**Exercise:**
Rescale the part of the records that opens with the line containing "Annotation task — mark the curb" and closes with the line containing "<point>600,517</point>". Reproduce only those lines, requests included, and multiply each x,y coordinate in the answers by 1.55, rounding to whole numbers with halves rounded up.
— start of Supplied information —
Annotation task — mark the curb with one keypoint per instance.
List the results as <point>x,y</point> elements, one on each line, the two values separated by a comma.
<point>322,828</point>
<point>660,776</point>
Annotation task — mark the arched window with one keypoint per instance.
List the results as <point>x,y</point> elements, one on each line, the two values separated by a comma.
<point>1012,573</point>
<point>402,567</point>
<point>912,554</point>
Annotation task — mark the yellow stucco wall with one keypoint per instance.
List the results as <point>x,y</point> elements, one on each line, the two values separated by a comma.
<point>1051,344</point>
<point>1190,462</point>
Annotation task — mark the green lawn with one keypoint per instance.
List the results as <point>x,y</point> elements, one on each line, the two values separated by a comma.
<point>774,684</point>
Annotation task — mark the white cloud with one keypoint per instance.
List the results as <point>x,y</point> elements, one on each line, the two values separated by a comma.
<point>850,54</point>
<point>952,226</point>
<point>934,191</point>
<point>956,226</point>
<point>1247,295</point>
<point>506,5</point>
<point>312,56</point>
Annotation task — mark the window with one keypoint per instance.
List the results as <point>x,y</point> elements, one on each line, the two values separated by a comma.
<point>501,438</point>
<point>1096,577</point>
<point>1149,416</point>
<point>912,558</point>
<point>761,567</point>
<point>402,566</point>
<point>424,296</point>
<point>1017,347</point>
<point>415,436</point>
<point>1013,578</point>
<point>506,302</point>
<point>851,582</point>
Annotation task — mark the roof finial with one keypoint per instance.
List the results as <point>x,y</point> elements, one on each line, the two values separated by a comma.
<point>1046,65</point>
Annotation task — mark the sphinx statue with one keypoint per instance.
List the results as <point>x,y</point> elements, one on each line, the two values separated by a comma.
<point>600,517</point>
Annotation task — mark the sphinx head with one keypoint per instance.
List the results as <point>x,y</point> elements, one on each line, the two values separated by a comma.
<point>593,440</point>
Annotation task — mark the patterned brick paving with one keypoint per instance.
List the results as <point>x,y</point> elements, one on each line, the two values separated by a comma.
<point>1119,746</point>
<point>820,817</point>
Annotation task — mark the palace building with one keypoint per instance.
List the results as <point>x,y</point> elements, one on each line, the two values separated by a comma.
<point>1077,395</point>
— end of Supplied information —
— start of Supplied information —
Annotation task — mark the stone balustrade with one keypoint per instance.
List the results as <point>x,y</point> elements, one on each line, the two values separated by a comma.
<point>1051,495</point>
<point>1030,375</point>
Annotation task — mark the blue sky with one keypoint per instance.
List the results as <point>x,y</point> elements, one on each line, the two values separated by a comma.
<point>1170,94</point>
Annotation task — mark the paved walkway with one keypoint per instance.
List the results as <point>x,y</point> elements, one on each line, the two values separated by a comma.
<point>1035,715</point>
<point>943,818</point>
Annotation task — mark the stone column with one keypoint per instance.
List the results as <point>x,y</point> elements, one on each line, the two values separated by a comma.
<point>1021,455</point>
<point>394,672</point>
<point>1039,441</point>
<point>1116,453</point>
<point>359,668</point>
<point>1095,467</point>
— end of Supplied information —
**The solution:**
Annotation task — mark the curb with one keypoint per instance.
List the results as <point>x,y</point> elements, one on each line, the two values separated by a comma.
<point>499,1283</point>
<point>1023,1203</point>
Annotation task — mark the arched window with one keypoint per instance.
List the results as <point>x,y</point> elements, one on each line, the two values separated by a comma.
<point>1569,888</point>
<point>623,879</point>
<point>1414,859</point>
Annotation task — mark the yellow stucco wall with one keypoint per instance.
List the results as <point>x,y</point> elements, one on each line, the two values separated by a comma.
<point>1629,533</point>
<point>1845,716</point>
Annotation task — mark the green lawn with one keypoint per instance.
List the results as <point>x,y</point> elements, one on each line, the two values separated by a comma.
<point>1200,1060</point>
Annotation task — mark the white cloud with one keypoint per instance.
List the results as <point>x,y</point> elements, one on each line, the two values separated by a comma.
<point>1318,84</point>
<point>1476,350</point>
<point>1448,296</point>
<point>1482,350</point>
<point>1933,457</point>
<point>784,8</point>
<point>484,87</point>
Annotation task — mark the window with one keypoint per instance.
List the results as <point>x,y</point> elements, one on each line, the two values separated by a comma.
<point>777,679</point>
<point>1699,894</point>
<point>1781,645</point>
<point>1414,865</point>
<point>1180,879</point>
<point>623,877</point>
<point>657,459</point>
<point>1576,538</point>
<point>643,676</point>
<point>1570,896</point>
<point>784,468</point>
<point>1319,902</point>
Annotation task — mark the roof finial with one keypoint per instance.
List the results as <point>x,y</point> elements, one on each line, the two values separated by a comma.
<point>1621,101</point>
Annotation task — mark the sphinx statue with one keypoint per instance.
List the results as <point>x,y</point> elements, one on each line, the two values separated by a comma.
<point>930,801</point>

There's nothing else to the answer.